[Start]
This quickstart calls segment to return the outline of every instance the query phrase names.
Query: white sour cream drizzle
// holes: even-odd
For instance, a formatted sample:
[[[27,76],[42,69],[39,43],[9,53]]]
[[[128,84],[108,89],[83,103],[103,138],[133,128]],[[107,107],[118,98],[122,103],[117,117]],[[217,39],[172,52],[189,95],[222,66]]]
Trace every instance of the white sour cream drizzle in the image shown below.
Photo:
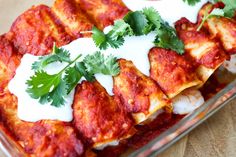
[[[177,95],[173,100],[175,114],[188,114],[204,103],[204,98],[199,90],[187,89]]]
[[[226,60],[223,63],[223,66],[231,73],[236,74],[236,54],[231,55],[230,60],[229,61]]]
[[[21,64],[16,70],[15,77],[8,84],[8,88],[12,94],[18,98],[18,111],[17,116],[24,121],[36,122],[42,119],[71,121],[74,91],[72,91],[66,98],[66,104],[62,107],[53,107],[48,104],[40,104],[37,99],[33,99],[26,92],[26,80],[34,74],[31,70],[31,65],[37,61],[39,57],[30,54],[25,54],[21,59]],[[48,73],[56,73],[61,70],[65,65],[55,63],[54,66],[48,67]]]
[[[123,2],[132,11],[154,7],[161,17],[173,26],[182,17],[186,17],[195,23],[198,11],[208,0],[201,0],[194,6],[189,6],[183,0],[123,0]]]
[[[190,20],[196,19],[198,10],[206,1],[207,0],[202,0],[195,7],[190,7],[186,4],[183,4],[182,0],[163,0],[158,2],[152,1],[148,2],[148,4],[154,6],[160,12],[163,19],[172,24],[181,17],[187,16],[187,18],[190,18]],[[132,10],[140,9],[138,8],[138,5],[141,8],[148,6],[146,5],[146,2],[144,5],[143,1],[132,4],[128,0],[124,0],[124,2]],[[143,74],[149,76],[150,64],[148,60],[148,52],[154,46],[154,39],[154,33],[144,36],[125,37],[125,43],[119,49],[109,48],[101,52],[105,56],[112,54],[117,58],[131,60],[137,69],[139,69]],[[70,51],[71,59],[74,59],[79,54],[86,56],[87,54],[92,54],[96,51],[99,51],[92,38],[77,39],[63,48]],[[60,108],[50,106],[49,103],[42,105],[38,102],[38,100],[31,98],[26,92],[27,85],[25,82],[29,80],[30,76],[34,74],[34,71],[31,70],[31,65],[36,60],[38,60],[38,57],[36,56],[29,54],[24,55],[21,60],[21,64],[16,71],[15,77],[9,83],[10,92],[16,95],[18,98],[18,117],[29,122],[35,122],[44,119],[71,121],[73,119],[71,105],[74,99],[74,91],[72,91],[66,97],[66,104]],[[65,67],[65,64],[52,63],[47,67],[46,71],[50,74],[55,74],[63,67]],[[110,95],[113,95],[112,77],[102,74],[96,74],[95,77],[97,81],[100,82],[100,84],[107,90],[107,92]]]

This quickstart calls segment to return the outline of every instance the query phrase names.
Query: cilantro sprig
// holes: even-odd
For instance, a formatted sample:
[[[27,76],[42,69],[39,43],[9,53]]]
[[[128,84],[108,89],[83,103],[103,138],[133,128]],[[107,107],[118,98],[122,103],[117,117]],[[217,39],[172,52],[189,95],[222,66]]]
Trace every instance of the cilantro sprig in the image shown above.
[[[195,4],[200,2],[201,0],[183,0],[183,1],[188,3],[188,5],[190,5],[190,6],[194,6]]]
[[[105,57],[100,52],[95,52],[79,62],[81,57],[82,55],[78,55],[71,60],[68,51],[54,45],[51,55],[40,57],[32,65],[36,72],[26,82],[29,95],[39,99],[41,104],[50,102],[52,106],[60,107],[65,104],[66,96],[82,77],[92,82],[95,80],[94,74],[97,73],[112,76],[119,74],[117,59],[112,55]],[[50,75],[44,68],[53,62],[65,62],[67,65],[60,72]]]
[[[176,30],[153,7],[129,12],[123,19],[115,21],[107,34],[94,27],[92,38],[100,49],[119,48],[124,44],[125,36],[141,36],[151,32],[156,33],[153,41],[156,46],[174,50],[178,54],[184,53],[184,44],[178,38]]]
[[[236,12],[236,3],[234,0],[214,0],[214,2],[223,2],[225,4],[224,8],[214,8],[211,12],[206,12],[202,18],[197,31],[201,30],[204,23],[211,17],[226,17],[232,18]]]

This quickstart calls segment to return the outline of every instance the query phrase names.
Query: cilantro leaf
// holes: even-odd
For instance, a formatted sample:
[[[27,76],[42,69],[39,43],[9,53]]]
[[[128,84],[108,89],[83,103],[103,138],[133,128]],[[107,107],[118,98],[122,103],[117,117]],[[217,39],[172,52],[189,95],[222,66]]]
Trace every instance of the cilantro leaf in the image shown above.
[[[120,33],[120,32],[116,32]],[[99,47],[101,50],[107,49],[109,46],[112,48],[118,48],[119,46],[123,45],[124,38],[121,36],[114,36],[112,33],[105,34],[96,27],[93,27],[93,41],[97,47]]]
[[[97,27],[93,27],[92,29],[93,35],[93,41],[97,47],[99,47],[101,50],[107,49],[109,46],[108,40],[106,37],[106,34],[104,34],[102,31],[100,31]]]
[[[85,79],[88,80],[89,82],[95,81],[94,75],[87,72],[87,69],[86,69],[86,67],[85,67],[85,65],[84,65],[84,62],[78,62],[78,63],[76,63],[76,64],[75,64],[75,68],[76,68],[76,70],[79,71],[80,74],[81,74],[82,76],[84,76]]]
[[[184,53],[183,42],[178,38],[176,30],[166,22],[163,22],[161,28],[157,30],[154,43],[158,47],[174,50],[178,54]]]
[[[48,55],[50,58],[55,54]],[[119,65],[113,56],[104,57],[101,52],[87,55],[82,62],[77,62],[81,57],[78,55],[73,61],[60,72],[54,75],[47,74],[44,70],[36,70],[35,74],[27,80],[27,92],[34,99],[39,99],[41,104],[50,103],[52,106],[60,107],[64,105],[66,96],[76,87],[78,82],[84,77],[88,81],[94,81],[94,74],[103,73],[106,75],[117,75]],[[61,58],[57,58],[60,61]],[[66,60],[64,60],[66,62]],[[44,62],[47,66],[52,62]],[[47,64],[46,64],[47,63]]]
[[[108,33],[109,37],[113,39],[118,39],[119,37],[133,34],[134,33],[130,25],[124,20],[116,20],[112,30]]]
[[[57,88],[48,94],[47,101],[51,102],[51,106],[60,107],[66,103],[66,83],[61,80]]]
[[[105,58],[101,52],[96,52],[93,55],[87,55],[83,62],[89,73],[116,76],[120,70],[116,60],[116,57],[112,55]]]
[[[222,9],[219,8],[215,8],[213,9],[210,13],[205,13],[202,21],[200,23],[200,25],[197,28],[197,31],[200,31],[200,29],[202,28],[203,24],[206,22],[207,19],[213,17],[213,16],[224,16],[224,11]]]
[[[68,69],[65,70],[65,76],[63,79],[67,85],[66,87],[67,94],[69,94],[75,88],[81,77],[82,74],[79,71],[77,71],[76,66],[69,67]]]
[[[223,9],[224,16],[228,18],[232,18],[235,15],[235,11],[236,11],[235,0],[222,0],[222,2],[225,4],[225,7]]]
[[[183,0],[184,2],[187,2],[188,5],[194,6],[195,4],[197,4],[198,2],[200,2],[201,0]]]
[[[39,57],[39,60],[32,65],[33,70],[42,70],[48,64],[53,62],[70,62],[70,54],[63,48],[58,48],[55,44],[53,46],[53,54]]]
[[[49,75],[45,71],[37,71],[34,76],[26,82],[27,92],[32,98],[38,99],[53,91],[60,83],[61,74]]]
[[[141,11],[129,12],[124,21],[130,25],[134,35],[144,35],[144,29],[148,25],[145,15]]]
[[[159,13],[153,8],[144,8],[143,14],[146,16],[148,20],[148,25],[146,27],[146,33],[153,31],[154,29],[159,29],[161,27],[161,17]]]

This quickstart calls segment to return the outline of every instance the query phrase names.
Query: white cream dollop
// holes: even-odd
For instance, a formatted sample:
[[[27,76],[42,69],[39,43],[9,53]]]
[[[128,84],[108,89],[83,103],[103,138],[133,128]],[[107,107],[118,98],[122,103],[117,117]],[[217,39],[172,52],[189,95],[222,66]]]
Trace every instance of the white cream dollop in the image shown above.
[[[160,12],[160,15],[165,21],[173,25],[173,23],[179,20],[181,17],[187,17],[192,22],[195,22],[199,9],[205,2],[207,2],[207,0],[202,0],[194,7],[183,3],[183,0],[140,0],[139,2],[135,3],[133,0],[124,0],[124,2],[131,10],[139,10],[143,7],[153,6],[157,9],[157,11]],[[110,28],[111,27],[108,27],[106,31],[108,31]],[[154,47],[154,39],[155,33],[153,32],[143,36],[125,37],[124,45],[120,48],[109,48],[101,52],[105,56],[112,54],[117,58],[130,60],[134,63],[138,70],[149,76],[150,63],[148,60],[148,52],[152,47]],[[64,46],[63,48],[70,51],[72,59],[76,58],[79,54],[86,56],[87,54],[100,51],[95,46],[92,38],[79,38]],[[82,59],[83,57],[81,57],[81,60]],[[66,97],[66,104],[59,108],[50,106],[49,103],[42,105],[38,102],[38,100],[31,98],[26,92],[27,85],[25,83],[30,78],[30,76],[34,74],[34,71],[31,70],[31,65],[36,60],[38,60],[38,57],[36,56],[29,54],[24,55],[21,60],[21,64],[16,71],[15,77],[9,83],[10,92],[16,95],[18,98],[18,117],[29,122],[35,122],[44,119],[71,121],[73,119],[71,105],[74,99],[74,90]],[[46,68],[46,71],[50,74],[55,74],[65,66],[66,64],[62,63],[52,63]],[[107,90],[107,92],[110,95],[113,95],[112,77],[102,74],[96,74],[95,77],[97,81],[100,82],[100,84]],[[185,103],[188,102],[187,99],[181,99],[183,99]],[[177,106],[177,108],[180,106],[178,105],[178,102],[178,98],[176,98],[175,106]],[[185,103],[183,103],[183,106],[186,106]],[[190,109],[187,108],[183,111],[188,112],[189,110]],[[178,111],[178,113],[181,114],[183,112]]]
[[[175,114],[188,114],[204,103],[201,92],[197,89],[187,89],[172,100]]]
[[[36,122],[39,120],[60,120],[69,122],[73,119],[71,104],[73,103],[74,90],[66,97],[66,104],[61,107],[51,106],[49,103],[40,104],[37,99],[33,99],[26,92],[26,81],[34,74],[31,69],[32,63],[39,57],[25,54],[21,59],[21,64],[16,70],[15,77],[8,84],[12,94],[18,98],[17,116],[24,121]],[[54,63],[50,65],[48,73],[56,73],[61,70],[65,64]]]
[[[233,74],[236,74],[236,54],[231,55],[231,58],[229,61],[225,61],[223,63],[223,66],[230,71]]]
[[[200,8],[208,0],[201,0],[194,6],[188,5],[183,0],[123,0],[123,2],[132,11],[142,10],[145,7],[154,7],[161,17],[173,26],[182,17],[186,17],[195,23]]]
[[[154,46],[154,39],[154,33],[140,37],[126,37],[124,45],[119,49],[109,48],[101,52],[105,56],[112,54],[117,58],[131,60],[142,73],[149,75],[150,65],[148,52]],[[99,51],[92,38],[77,39],[63,48],[70,51],[71,59],[75,59],[79,54],[82,54],[84,57],[87,54]],[[81,57],[81,60],[83,57]],[[37,99],[31,98],[26,92],[26,81],[34,74],[34,71],[31,69],[32,63],[37,61],[38,58],[37,56],[25,54],[21,60],[20,66],[16,70],[15,77],[8,85],[10,92],[18,98],[18,117],[29,122],[45,119],[71,121],[73,119],[71,105],[74,99],[74,90],[66,97],[66,104],[58,108],[50,106],[49,103],[42,105]],[[66,63],[56,62],[48,65],[45,70],[49,74],[55,74],[66,65]],[[113,95],[112,76],[96,74],[95,77],[107,92]]]

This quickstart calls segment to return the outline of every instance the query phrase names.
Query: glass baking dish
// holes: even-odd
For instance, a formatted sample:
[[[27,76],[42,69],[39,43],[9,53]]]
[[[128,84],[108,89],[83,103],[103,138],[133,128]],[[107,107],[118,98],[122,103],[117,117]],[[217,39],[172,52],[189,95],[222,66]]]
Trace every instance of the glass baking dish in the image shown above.
[[[156,156],[180,138],[188,134],[191,130],[217,112],[219,109],[228,104],[229,101],[236,98],[236,75],[232,75],[223,68],[220,68],[215,74],[220,82],[227,85],[215,94],[212,98],[207,100],[201,107],[194,112],[186,115],[183,119],[175,125],[164,131],[152,139],[148,144],[138,150],[128,150],[122,157],[146,157]],[[10,139],[9,136],[4,134],[0,129],[0,154],[1,157],[18,157],[27,156],[24,151]]]

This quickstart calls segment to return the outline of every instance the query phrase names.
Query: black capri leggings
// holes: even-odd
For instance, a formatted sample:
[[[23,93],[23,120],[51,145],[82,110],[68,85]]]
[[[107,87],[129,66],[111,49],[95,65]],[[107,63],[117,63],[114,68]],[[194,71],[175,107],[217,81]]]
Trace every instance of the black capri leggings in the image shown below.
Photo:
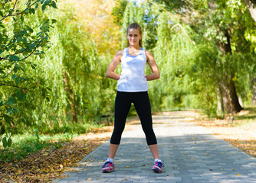
[[[114,129],[110,143],[120,144],[124,130],[128,112],[133,103],[139,115],[148,145],[156,144],[156,138],[153,130],[151,107],[147,92],[117,92],[115,101]]]

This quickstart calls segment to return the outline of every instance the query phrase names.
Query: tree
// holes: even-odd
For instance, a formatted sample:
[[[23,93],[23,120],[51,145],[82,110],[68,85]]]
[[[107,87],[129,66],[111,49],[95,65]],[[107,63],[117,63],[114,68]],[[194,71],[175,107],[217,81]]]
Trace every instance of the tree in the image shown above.
[[[51,24],[56,21],[45,18],[31,27],[25,20],[39,8],[44,11],[48,7],[57,7],[56,2],[51,0],[5,0],[0,5],[0,140],[5,151],[11,145],[17,124],[25,123],[22,114],[29,100],[27,92],[44,82],[42,79],[27,75],[28,66],[36,69],[28,59],[44,54],[42,49],[49,43]]]

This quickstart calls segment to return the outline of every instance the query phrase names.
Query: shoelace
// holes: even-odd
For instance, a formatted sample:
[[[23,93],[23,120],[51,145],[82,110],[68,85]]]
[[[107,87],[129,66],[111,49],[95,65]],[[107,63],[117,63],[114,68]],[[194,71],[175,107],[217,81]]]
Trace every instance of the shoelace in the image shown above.
[[[102,166],[102,168],[107,167],[107,165],[108,165],[109,163],[111,163],[111,165],[112,165],[112,162],[106,162],[105,164]]]
[[[162,168],[165,167],[165,165],[163,165],[163,163],[161,162],[157,162],[157,166]]]

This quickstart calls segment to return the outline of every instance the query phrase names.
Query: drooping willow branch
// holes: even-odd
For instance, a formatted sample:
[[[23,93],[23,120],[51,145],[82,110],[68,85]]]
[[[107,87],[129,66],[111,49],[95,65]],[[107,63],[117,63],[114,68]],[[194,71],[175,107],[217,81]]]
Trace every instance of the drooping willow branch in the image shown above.
[[[17,3],[17,1],[18,1],[18,0],[16,0],[15,4],[15,6],[13,7],[12,10],[15,9],[15,5],[16,5],[16,3]],[[14,17],[14,16],[17,16],[17,15],[18,15],[18,14],[23,14],[27,9],[28,9],[30,7],[31,7],[32,5],[34,5],[36,2],[37,2],[37,1],[34,2],[32,5],[28,6],[24,11],[22,11],[20,12],[20,13],[17,13],[17,14],[6,14],[5,16],[4,16],[2,18],[0,19],[0,21],[2,21],[2,20],[5,20],[5,19],[6,18],[8,18],[8,17]]]

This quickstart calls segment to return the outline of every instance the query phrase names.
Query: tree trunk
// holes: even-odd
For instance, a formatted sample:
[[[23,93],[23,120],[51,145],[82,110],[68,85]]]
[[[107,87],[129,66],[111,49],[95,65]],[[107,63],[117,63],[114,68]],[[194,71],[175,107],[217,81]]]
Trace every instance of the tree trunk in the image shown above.
[[[218,96],[217,96],[217,100],[218,100],[218,107],[217,107],[217,114],[221,114],[221,116],[222,116],[225,113],[224,111],[224,101],[223,101],[223,89],[221,85],[218,85]]]
[[[74,98],[73,90],[69,84],[69,81],[65,72],[65,69],[63,69],[63,76],[64,76],[64,81],[66,84],[66,91],[69,93],[69,97],[71,98],[71,109],[72,109],[72,117],[73,117],[73,122],[77,122],[77,110],[76,110],[76,104]]]
[[[230,36],[228,34],[228,30],[222,30],[224,32],[225,37],[227,38],[227,43],[216,42],[216,45],[218,49],[224,53],[227,54],[228,53],[231,53],[231,48],[230,43]],[[238,113],[240,111],[243,110],[241,106],[239,104],[239,100],[236,93],[236,89],[235,83],[232,80],[234,78],[234,74],[231,75],[225,75],[224,73],[222,78],[219,80],[219,98],[222,98],[220,100],[221,102],[223,102],[224,111],[228,114],[230,113]]]
[[[256,78],[252,79],[252,92],[251,92],[252,104],[256,105]]]
[[[252,18],[256,21],[256,0],[244,0]]]

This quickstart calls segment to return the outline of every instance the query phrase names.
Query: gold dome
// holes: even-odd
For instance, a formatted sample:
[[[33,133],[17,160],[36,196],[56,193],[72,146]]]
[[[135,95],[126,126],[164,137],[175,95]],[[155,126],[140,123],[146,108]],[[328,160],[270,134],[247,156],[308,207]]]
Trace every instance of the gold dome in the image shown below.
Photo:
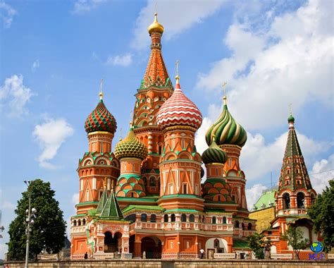
[[[147,28],[149,35],[152,32],[160,32],[161,35],[163,32],[163,26],[158,23],[158,14],[156,12],[154,13],[154,21]]]

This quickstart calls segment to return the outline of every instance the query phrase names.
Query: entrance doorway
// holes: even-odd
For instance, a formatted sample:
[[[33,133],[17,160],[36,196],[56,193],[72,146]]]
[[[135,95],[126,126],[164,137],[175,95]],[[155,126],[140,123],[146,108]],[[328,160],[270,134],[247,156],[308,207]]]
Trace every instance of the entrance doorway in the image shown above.
[[[113,237],[111,232],[104,233],[104,252],[117,252],[122,248],[122,233],[117,232]]]
[[[161,241],[156,236],[144,237],[142,239],[142,257],[145,252],[147,259],[161,259]]]

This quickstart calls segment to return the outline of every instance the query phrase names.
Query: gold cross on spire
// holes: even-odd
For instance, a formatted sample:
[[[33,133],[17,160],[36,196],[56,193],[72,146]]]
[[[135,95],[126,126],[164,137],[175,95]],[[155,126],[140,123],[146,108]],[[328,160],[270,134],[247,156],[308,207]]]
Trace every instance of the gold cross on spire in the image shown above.
[[[226,82],[224,82],[224,83],[223,84],[223,89],[224,90],[224,97],[223,97],[223,99],[224,100],[224,105],[226,105],[227,104],[226,85],[227,85]]]
[[[180,76],[178,76],[178,63],[179,63],[179,61],[178,61],[178,59],[177,59],[176,61],[175,61],[175,66],[176,66],[176,76],[175,76],[175,79],[176,79],[176,83],[178,83],[178,80],[180,80]]]
[[[103,99],[103,78],[101,79],[101,83],[100,83],[100,99]]]

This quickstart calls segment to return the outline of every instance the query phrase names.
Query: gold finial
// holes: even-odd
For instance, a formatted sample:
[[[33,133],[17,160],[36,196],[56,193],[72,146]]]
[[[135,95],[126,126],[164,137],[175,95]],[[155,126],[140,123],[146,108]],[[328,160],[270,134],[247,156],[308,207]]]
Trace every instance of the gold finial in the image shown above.
[[[113,192],[114,187],[115,187],[115,183],[113,182],[113,180],[111,180],[111,192]]]
[[[100,93],[99,95],[100,96],[100,100],[102,100],[103,99],[103,78],[101,79]]]
[[[161,25],[159,23],[158,23],[158,14],[156,12],[154,13],[154,20],[153,21],[152,24],[151,24],[149,28],[147,28],[149,35],[152,32],[159,32],[161,35],[163,32],[163,26]]]
[[[119,141],[120,142],[122,140],[122,128],[120,129],[120,139]]]
[[[289,104],[289,113],[290,115],[292,114],[292,103]]]
[[[228,102],[227,97],[226,97],[226,84],[227,84],[226,82],[224,82],[224,83],[223,84],[223,88],[224,90],[224,97],[223,97],[223,99],[224,100],[224,105],[226,105]]]
[[[104,180],[103,180],[103,188],[104,189],[106,188],[106,177],[104,177]]]
[[[175,76],[175,79],[176,79],[176,83],[178,84],[178,82],[180,80],[180,76],[178,76],[178,63],[179,63],[179,61],[178,59],[176,60],[175,61],[175,66],[176,66],[176,76]]]

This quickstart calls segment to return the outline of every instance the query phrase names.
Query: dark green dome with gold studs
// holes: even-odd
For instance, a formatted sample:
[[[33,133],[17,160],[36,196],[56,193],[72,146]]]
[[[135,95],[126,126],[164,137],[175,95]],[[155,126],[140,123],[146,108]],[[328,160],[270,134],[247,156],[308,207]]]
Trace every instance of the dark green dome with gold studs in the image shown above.
[[[144,160],[147,157],[147,147],[135,135],[132,123],[128,136],[116,145],[114,154],[118,159],[123,157],[137,157]]]
[[[106,109],[102,98],[103,94],[100,92],[99,104],[85,122],[85,129],[87,133],[94,131],[107,131],[113,134],[116,131],[116,121]]]
[[[202,160],[204,164],[224,164],[226,162],[226,154],[218,147],[217,144],[216,143],[214,135],[210,147],[203,152],[203,154],[202,154]]]
[[[205,135],[208,145],[211,144],[214,135],[216,136],[216,143],[218,145],[233,145],[242,147],[247,140],[246,130],[235,121],[228,111],[225,96],[221,116]]]

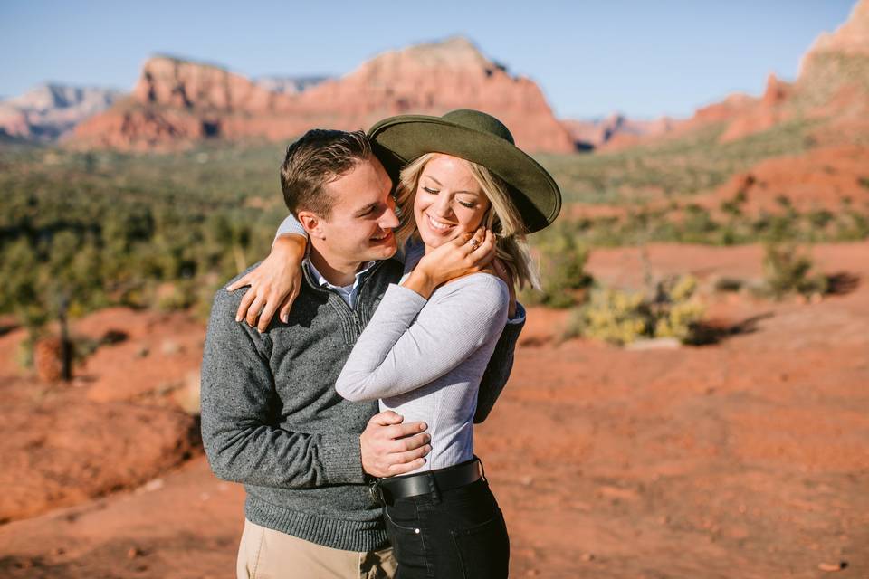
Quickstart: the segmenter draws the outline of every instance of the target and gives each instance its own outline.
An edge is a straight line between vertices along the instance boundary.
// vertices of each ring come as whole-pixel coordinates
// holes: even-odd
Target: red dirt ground
[[[761,255],[756,246],[649,248],[655,274],[690,271],[705,288],[721,276],[759,277]],[[817,246],[814,255],[826,273],[857,276],[856,288],[811,304],[707,291],[719,324],[753,320],[715,346],[560,342],[564,312],[530,312],[511,383],[477,437],[511,530],[511,576],[809,578],[841,562],[842,577],[869,576],[869,243]],[[589,269],[637,287],[641,263],[636,250],[599,250]],[[124,403],[178,415],[186,386],[166,384],[191,381],[202,325],[113,310],[83,327],[130,337],[99,350],[90,381],[61,392],[66,406],[52,412]],[[18,339],[0,337],[0,358]],[[0,375],[14,372],[0,364]],[[3,422],[44,404],[27,394],[44,386],[7,382],[18,406],[0,409]],[[127,419],[104,422],[120,430]],[[4,449],[38,456],[20,443],[33,437],[26,422],[15,423],[4,429]],[[131,453],[100,448],[106,463]],[[233,576],[241,489],[215,479],[198,454],[161,470],[131,472],[129,489],[0,526],[3,576]],[[26,467],[16,474],[24,487],[43,484]]]

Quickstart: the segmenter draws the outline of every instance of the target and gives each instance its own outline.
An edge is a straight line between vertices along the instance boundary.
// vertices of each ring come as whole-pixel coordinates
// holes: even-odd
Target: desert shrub
[[[826,278],[813,274],[812,258],[793,243],[769,243],[764,248],[766,291],[781,299],[790,293],[804,296],[826,293]]]
[[[653,337],[690,342],[705,313],[696,293],[697,280],[690,275],[658,282],[651,296],[599,288],[574,312],[566,337],[586,336],[617,345]]]
[[[527,304],[569,308],[585,299],[592,278],[586,271],[588,249],[567,230],[560,230],[535,244],[540,265],[542,289],[526,290]]]

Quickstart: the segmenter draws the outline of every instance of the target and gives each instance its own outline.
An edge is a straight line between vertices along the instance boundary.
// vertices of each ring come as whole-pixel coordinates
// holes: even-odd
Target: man
[[[346,401],[334,382],[402,274],[392,182],[362,132],[309,131],[281,173],[310,236],[300,293],[285,321],[261,332],[234,320],[243,292],[218,291],[203,358],[205,452],[218,477],[247,492],[238,575],[388,577],[395,560],[367,482],[422,466],[426,426]],[[481,416],[506,381],[520,327],[496,349]]]

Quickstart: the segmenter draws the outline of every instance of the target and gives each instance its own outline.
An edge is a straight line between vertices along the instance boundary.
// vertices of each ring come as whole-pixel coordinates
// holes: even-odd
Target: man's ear
[[[310,237],[316,237],[318,239],[325,238],[323,220],[317,214],[310,211],[300,211],[299,214],[296,215],[296,219],[299,220],[299,223],[301,223],[301,226],[305,228],[308,235]]]

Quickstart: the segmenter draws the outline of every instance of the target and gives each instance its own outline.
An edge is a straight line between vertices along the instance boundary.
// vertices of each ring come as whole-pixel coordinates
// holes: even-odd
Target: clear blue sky
[[[2,0],[0,95],[46,81],[129,90],[168,52],[248,76],[339,76],[385,50],[461,33],[534,79],[560,117],[689,115],[797,74],[855,0],[198,2]]]

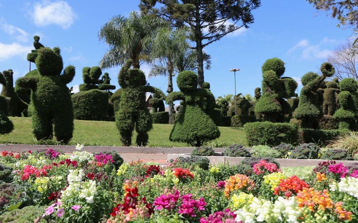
[End]
§ **Problem to work on**
Filter the entries above and copy out each line containing the word "shoelace". Case counts.

§ **Completed exercise**
Query: shoelace
Trace every instance of the shoelace in the image shown above.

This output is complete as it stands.